* [Record extracts]:

+--

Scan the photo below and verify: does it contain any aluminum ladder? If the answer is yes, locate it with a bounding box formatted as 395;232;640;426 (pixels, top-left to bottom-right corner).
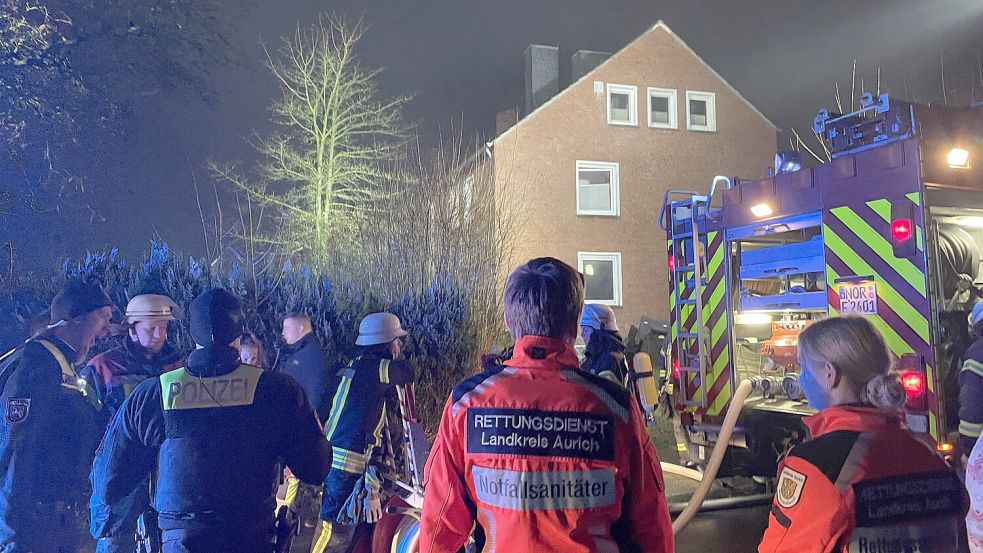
669;195;710;408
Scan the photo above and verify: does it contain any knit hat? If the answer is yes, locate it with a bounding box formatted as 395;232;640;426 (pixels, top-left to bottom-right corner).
50;281;114;324
580;303;619;332
971;301;983;328
189;289;243;347
125;294;181;324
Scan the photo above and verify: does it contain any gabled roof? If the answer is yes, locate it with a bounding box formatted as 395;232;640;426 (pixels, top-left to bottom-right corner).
493;20;777;146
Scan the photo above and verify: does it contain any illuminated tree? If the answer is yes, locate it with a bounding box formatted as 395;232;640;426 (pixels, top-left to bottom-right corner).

+--

In your copy, omit the pictures and restate every line of the data word for word.

Scan the photo below and verify: does it contain any aluminum ladder? If the answer is yes, locate it with a bounding box formatted as 395;232;640;426 (pixels, top-left to bottom-right corner).
669;195;710;408
Scan the photo above and verify: does it contain any knit hat? If the answer is yes, locate it with a bounding box formatted as 395;232;640;426 (pixels, top-left to bottom-right corner).
50;281;114;324
580;303;619;332
971;301;983;328
189;289;243;347
125;294;181;324
Scan the photo above and verify: does it contain any gabled roof? If the answer is yes, locate it with a bounding box formatted as 395;232;640;426 (pixels, top-left to bottom-right corner).
493;20;777;146
Scan the photo above and verify: does it contain any illuminated tree? If the answer is yes, locate it with a bounding box formatted as 395;232;640;426 (pixels, top-left to bottom-right corner).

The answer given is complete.